Auszug
========================

In der Truppe sind die Reaktionen auf die „Begehungen“ derweil offenbar recht unterschiedlich ausgefallen. Während aus Teilen der Bundeswehr gegenüber FAZ.NET von einem reibungslosen Verlauf berichtet wurde, sprachen mehrere Soldaten unter dem Schutz der Anonymität von symbolischen Unmutsaktionen, drei berichteten von „regelrechten Hexenjagden.“ So übermalten im Südwesten Fallschirmjäger Abbildungen des Transportflugzeug Ju-52, das während zweiten Weltkriegs für die Wehrmacht maßgeblich war. „Aus Frust“, wie es hieß. Weitere Funde wie ein Leitsatz des Generalfeldmarschalls Erwin Rommel hätten auf Weisung der Vorgesetzten weichen müssen.
Aus Offizierskreisen des Heeresstandorts Munster wurden gegenüber der F.A.Z. Beschwerden laut über Stubenbegehungen durch dienstgradniedere Soldaten in Abwesenheit der Bewohner. Zudem sei mittels eines Befehls de facto ein Maulkorb erlassen worden. Lehrgangsteilnehmer, die sich auf der Facebook-Seite der Panzertruppenschule öffentlich äußern sollten, müssten mit disziplinaren Folgen rechnen. Ein Bundeswehrsprecher dementierte die Sichtkontrollen in Abwesenheit der Offiziere nicht. Sie seien „rechtlich möglich“, da die Stube nicht der persönlichen Sphäre eines Soldaten zugeordnet sei. Die beginne erst hinter seiner Spindtür. Die Behauptung, es habe einen Maulkorberlass gegeben, wies der Sprecher indes zurück. Es sei nur darauf hingewiesen worden, sich „im Sinne des Soldatengesetzes“ zu verhalten.

========================

Aufgeführte Einträge

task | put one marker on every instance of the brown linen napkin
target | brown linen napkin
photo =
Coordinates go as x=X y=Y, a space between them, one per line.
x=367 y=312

========================

Aufgabenstellung
Geben Sie den Auszug über die Begehungen bei der Bundeswehr vollständig und wortgetreu wieder.

Vollständige Antwort
In der Truppe sind die Reaktionen auf die „Begehungen“ derweil offenbar recht unterschiedlich ausgefallen. Während aus Teilen der Bundeswehr gegenüber FAZ.NET von einem reibungslosen Verlauf berichtet wurde, sprachen mehrere Soldaten unter dem Schutz der Anonymität von symbolischen Unmutsaktionen, drei berichteten von „regelrechten Hexenjagden.“ So übermalten im Südwesten Fallschirmjäger Abbildungen des Transportflugzeug Ju-52, das während zweiten Weltkriegs für die Wehrmacht maßgeblich war. „Aus Frust“, wie es hieß. Weitere Funde wie ein Leitsatz des Generalfeldmarschalls Erwin Rommel hätten auf Weisung der Vorgesetzten weichen müssen.
Aus Offizierskreisen des Heeresstandorts Munster wurden gegenüber der F.A.Z. Beschwerden laut über Stubenbegehungen durch dienstgradniedere Soldaten in Abwesenheit der Bewohner. Zudem sei mittels eines Befehls de facto ein Maulkorb erlassen worden. Lehrgangsteilnehmer, die sich auf der Facebook-Seite der Panzertruppenschule öffentlich äußern sollten, müssten mit disziplinaren Folgen rechnen. Ein Bundeswehrsprecher dementierte die Sichtkontrollen in Abwesenheit der Offiziere nicht. Sie seien „rechtlich möglich“, da die Stube nicht der persönlichen Sphäre eines Soldaten zugeordnet sei. Die beginne erst hinter seiner Spindtür. Die Behauptung, es habe einen Maulkorberlass gegeben, wies der Sprecher indes zurück. Es sei nur darauf hingewiesen worden, sich „im Sinne des Soldatengesetzes“ zu verhalten.